[Stored items from a collection]
══════════════════════════════

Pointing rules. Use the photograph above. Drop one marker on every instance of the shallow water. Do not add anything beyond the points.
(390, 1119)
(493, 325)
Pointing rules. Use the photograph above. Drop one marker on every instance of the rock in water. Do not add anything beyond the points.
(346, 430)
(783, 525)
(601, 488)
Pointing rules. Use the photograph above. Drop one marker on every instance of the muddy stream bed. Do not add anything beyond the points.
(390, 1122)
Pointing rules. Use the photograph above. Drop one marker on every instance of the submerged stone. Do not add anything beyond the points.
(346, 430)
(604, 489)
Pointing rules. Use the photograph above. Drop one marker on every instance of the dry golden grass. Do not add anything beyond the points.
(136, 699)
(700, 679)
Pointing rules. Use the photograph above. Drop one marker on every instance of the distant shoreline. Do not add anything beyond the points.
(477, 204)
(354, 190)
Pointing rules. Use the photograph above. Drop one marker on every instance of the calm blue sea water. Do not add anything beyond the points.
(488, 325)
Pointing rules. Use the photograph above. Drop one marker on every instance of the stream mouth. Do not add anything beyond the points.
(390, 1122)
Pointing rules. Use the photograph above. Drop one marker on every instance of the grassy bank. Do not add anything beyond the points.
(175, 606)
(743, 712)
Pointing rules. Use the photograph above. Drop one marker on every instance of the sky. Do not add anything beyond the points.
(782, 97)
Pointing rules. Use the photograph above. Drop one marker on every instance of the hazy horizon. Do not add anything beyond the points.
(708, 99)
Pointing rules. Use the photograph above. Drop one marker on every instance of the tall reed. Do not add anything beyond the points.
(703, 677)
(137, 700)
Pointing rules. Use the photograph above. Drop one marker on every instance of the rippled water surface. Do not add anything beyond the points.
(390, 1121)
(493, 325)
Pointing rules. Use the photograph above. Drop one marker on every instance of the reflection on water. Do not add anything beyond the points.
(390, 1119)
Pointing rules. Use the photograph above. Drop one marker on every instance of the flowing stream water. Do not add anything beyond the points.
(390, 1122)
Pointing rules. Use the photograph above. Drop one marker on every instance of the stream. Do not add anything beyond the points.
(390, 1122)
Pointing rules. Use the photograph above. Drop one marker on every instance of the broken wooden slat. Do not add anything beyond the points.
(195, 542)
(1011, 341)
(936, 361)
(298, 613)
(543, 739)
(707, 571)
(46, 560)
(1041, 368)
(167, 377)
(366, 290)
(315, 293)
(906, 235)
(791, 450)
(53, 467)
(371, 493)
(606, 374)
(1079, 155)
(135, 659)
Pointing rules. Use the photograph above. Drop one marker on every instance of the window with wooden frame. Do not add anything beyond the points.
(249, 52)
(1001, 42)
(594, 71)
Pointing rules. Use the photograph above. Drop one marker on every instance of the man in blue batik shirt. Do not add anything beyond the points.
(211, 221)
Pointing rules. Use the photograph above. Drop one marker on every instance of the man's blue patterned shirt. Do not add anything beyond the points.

══════════════════════════════

= Problem statement =
Take the entries above and copy them out exactly.

= Full response =
Pointing rules. Use the photograph above. Drop one marker on every instance of the shallow water. Do not add anything beyond the points.
(390, 1119)
(493, 325)
Pointing rules. Use the photograph above. Drop one marker on every instance of the rock in water. Do not add anything beyond the points.
(346, 430)
(783, 525)
(601, 488)
Pointing rules. Use the photograph above. Drop one marker on every instance of the muddy stream bed. Do not add anything beyond the points.
(390, 1122)
Pointing rules. Use the photograph above. Drop one marker on every instance of the submerged stone. Do not add anything beyond the points.
(346, 430)
(604, 489)
Pointing rules. Use the photograph above. Drop one marker on every instance of the dry golden grass. Do not add anything beyond the points.
(136, 699)
(700, 679)
Pointing rules. Use the photograph above. Drop one marker on every instance of the distant shoreline. Do not add anything beyond the points.
(477, 204)
(354, 190)
Pointing rules. Use the photograph above. Drop one marker on every instance of the calm blue sea water. Do not add anything beyond the points.
(488, 325)
Pointing rules. Use the photograph above. Drop one marker on every instance of the stream mouth. Do not add anything beyond the points.
(390, 1122)
Pointing rules. Use the photograph above. Drop one marker on every instance of the grassy bank. Do not add anything beyond the points.
(175, 606)
(743, 712)
Pointing rules. Use the photograph above. Drop one marker on every instance of the sky. Do not add anything beyond the points.
(782, 97)
Pointing rules. Use the photograph above. Drop one marker on every instance of the hazy horizon. Do not add anything beyond the points.
(708, 99)
Pointing rules. Use the photograph above. Drop one marker on every instance of the tall reed. Do not add anything beyond the points.
(703, 677)
(137, 700)
Pointing rules. Use the photograph above. Drop one marker on every instance of the rippled water surface. Do not add anything beyond the points.
(390, 1121)
(493, 325)
Pointing rules. Use the photograph above. Drop one marker on every instance of the reflection on water. Do not add anything beyond the points.
(390, 1119)
Pointing rules. Use the photograph above. Drop one marker on every instance of the flowing stream water. Do not add anything beyond the points.
(390, 1122)
Pointing rules. Use the photograph above. Drop one marker on every instance of the stream. Do not add anything beyond the points.
(390, 1122)
Pointing rules. Use the photograph above. Drop one marker on every instance of the broken wooden slat. Do not add anything beyond the points.
(195, 542)
(1011, 341)
(936, 361)
(298, 613)
(543, 739)
(707, 571)
(46, 560)
(1041, 368)
(167, 377)
(366, 290)
(315, 293)
(906, 235)
(791, 450)
(53, 467)
(371, 493)
(606, 374)
(1079, 155)
(135, 659)
Pointing rules. Use the photograph above. Drop one marker on every instance of the window with wooden frame. Do not add anything beyond the points.
(249, 52)
(1001, 42)
(594, 71)
Pointing rules. Use the photograph above. Drop one marker on every instance of the man in blue batik shirt. Do not add anything beyond the points.
(211, 221)
Pointing rules. Use the photograph above. Drop one marker on every instance of the man's blue patterned shirt. Do not add anything beyond the points.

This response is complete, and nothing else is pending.